— Begin TEXT SHOWN —

Following the last national election in 2014, Bolivia ranks second in the world when it comes to parity democracy; nonetheless, there is still a long way to go before women can exercise real power. The passage from an official democracy to parity democracy is one of the main demands of Bolivian women. “It is not enough to have the same opportunities as men to attain power; we need the same conditions in order to exercise it.  Even though we have achieved 50/50 parity in official terms as part of our political rights, we remain on the margins of political power,” states part of the Women’s Political Agenda, a document developed by a diverse and pluralistic organization of women throughout the whole of the country, after a process entailing highly participative and lengthy discussions.

Likewise, youth platforms from five autonomous regions reached a consensus on a document in which they point out the need to have more active participation in national and regional planning processes, integrating their vision and proposals in the Bolivian state’s plans, programmes and projects.

— End TEXT SHOWN —
— Begin INFORMATION SHOWN —

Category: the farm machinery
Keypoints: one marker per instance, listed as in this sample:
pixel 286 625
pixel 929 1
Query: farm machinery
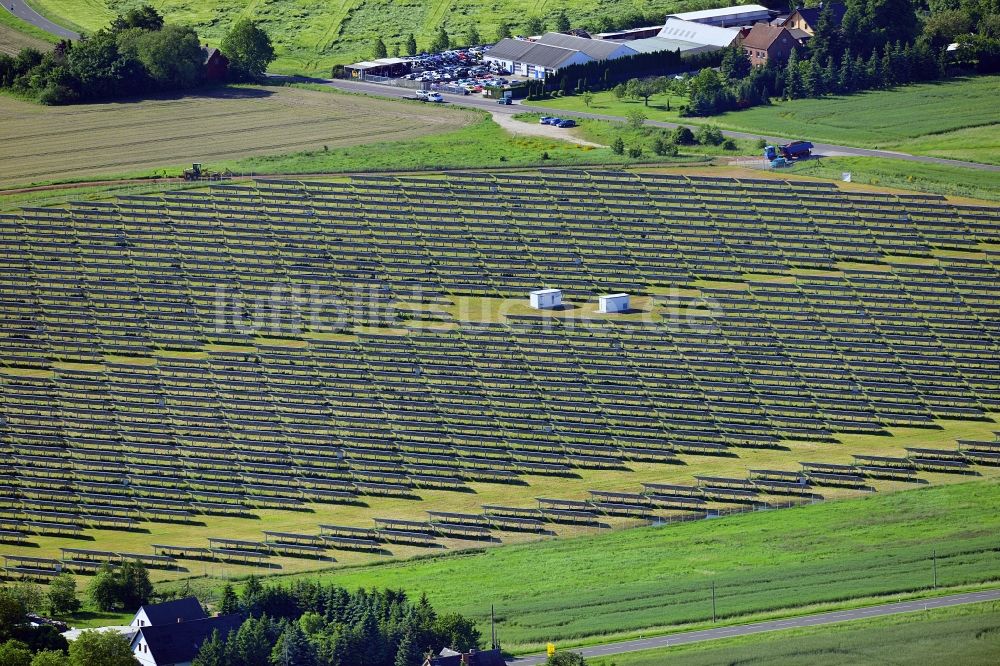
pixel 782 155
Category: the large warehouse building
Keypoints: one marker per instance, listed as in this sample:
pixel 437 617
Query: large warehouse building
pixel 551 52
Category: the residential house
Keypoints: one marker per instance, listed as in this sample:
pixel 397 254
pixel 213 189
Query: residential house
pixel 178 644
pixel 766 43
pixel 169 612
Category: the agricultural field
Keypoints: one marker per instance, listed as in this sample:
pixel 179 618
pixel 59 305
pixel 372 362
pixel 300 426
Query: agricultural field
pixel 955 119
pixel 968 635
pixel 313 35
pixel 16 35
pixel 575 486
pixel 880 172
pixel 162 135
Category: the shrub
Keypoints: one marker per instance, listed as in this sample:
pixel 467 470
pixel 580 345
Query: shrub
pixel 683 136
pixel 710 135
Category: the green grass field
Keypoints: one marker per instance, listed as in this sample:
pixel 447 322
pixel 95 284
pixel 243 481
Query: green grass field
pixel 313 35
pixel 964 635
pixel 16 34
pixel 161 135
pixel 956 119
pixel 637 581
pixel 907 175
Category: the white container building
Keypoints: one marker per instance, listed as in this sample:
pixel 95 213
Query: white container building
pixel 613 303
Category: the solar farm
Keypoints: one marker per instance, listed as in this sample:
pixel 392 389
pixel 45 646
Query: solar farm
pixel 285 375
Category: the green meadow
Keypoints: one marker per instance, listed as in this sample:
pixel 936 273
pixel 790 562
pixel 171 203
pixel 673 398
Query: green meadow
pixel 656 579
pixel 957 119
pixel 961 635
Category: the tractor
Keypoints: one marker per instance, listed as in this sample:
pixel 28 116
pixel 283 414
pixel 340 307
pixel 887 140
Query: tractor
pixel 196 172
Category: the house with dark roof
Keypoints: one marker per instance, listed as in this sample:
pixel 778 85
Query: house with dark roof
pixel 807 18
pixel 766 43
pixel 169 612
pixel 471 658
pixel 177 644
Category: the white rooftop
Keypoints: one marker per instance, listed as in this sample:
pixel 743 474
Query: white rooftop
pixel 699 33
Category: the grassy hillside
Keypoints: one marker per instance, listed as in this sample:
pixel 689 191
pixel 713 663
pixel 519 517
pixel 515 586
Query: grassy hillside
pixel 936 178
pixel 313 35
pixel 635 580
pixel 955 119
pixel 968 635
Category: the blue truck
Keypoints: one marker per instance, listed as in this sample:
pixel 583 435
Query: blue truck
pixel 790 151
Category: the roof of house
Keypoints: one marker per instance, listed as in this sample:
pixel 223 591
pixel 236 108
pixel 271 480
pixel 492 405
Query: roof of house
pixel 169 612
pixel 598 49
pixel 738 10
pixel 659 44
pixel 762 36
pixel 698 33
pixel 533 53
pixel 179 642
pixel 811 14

— End INFORMATION SHOWN —

TASK LIST —
a – Please rewrite the paragraph of the text on Bolivian women's political participation that begins "Following the last national election" as a short bulleted list that keeps its main facts.
b – From the text on Bolivian women's political participation, extract the passage that runs from "Following the last" to "and lengthy discussions.", copying it word for word.
c – Continue the text on Bolivian women's political participation, picking up after its final sentence.

PER-TASK ANSWERS —
a –
- After the 2014 national election, Bolivia ranks second in the world for parity democracy, but women still have a long way to go before they can exercise real power.
- A main demand of Bolivian women is the move from an official democracy to parity democracy.
- The Women's Political Agenda was developed by a diverse, pluralistic organization of women across the whole country after lengthy and highly participative discussions.
- The Agenda states that having the same opportunities as men to attain power is not enough. Women need the same conditions to exercise that power.
- It also states that despite official 50/50 parity, women remain on the margins of political power.

b –
Following the last national election in 2014, Bolivia ranks second in the world when it comes to parity democracy; nonetheless, there is still a long way to go before women can exercise real power. The passage from an official democracy to parity democracy is one of the main demands of Bolivian women. “It is not enough to have the same opportunities as men to attain power; we need the same conditions in order to exercise it.  Even though we have achieved 50/50 parity in official terms as part of our political rights, we remain on the margins of political power,” states part of the Women’s Political Agenda, a document developed by a diverse and pluralistic organization of women throughout the whole of the country, after a process entailing highly participative and lengthy discussions.

c –
#Protagonistas: Parity – Power – Youth is a campaign that highlights the role that women and youth play as fundamental stakeholders in Bolivia’s leadership and democracy, ahead of general elections in 2019 and regional elections in 2020.  It is a call for awareness, on the one hand, in the agendas put forward by women and youth organizations, and on the other, a demand on all political organizations, irrespective of ideologies, to listen to these voices and take them into account in their proposals so that the country can develop in a more inclusive manner.

Accurate and timely information conducive to decision making is available to society as a whole through the website <>, social networks and a number of online and offline activities. The electoral climate represents a huge opportunity for women and youth organizations in Bolivia to collectively bring about measures that impact the transformation of a, as of yet, exclusionary society.  Additionally, for decision-makers, a scenario is opened up to show political willingness for greater democratization in democracy itself.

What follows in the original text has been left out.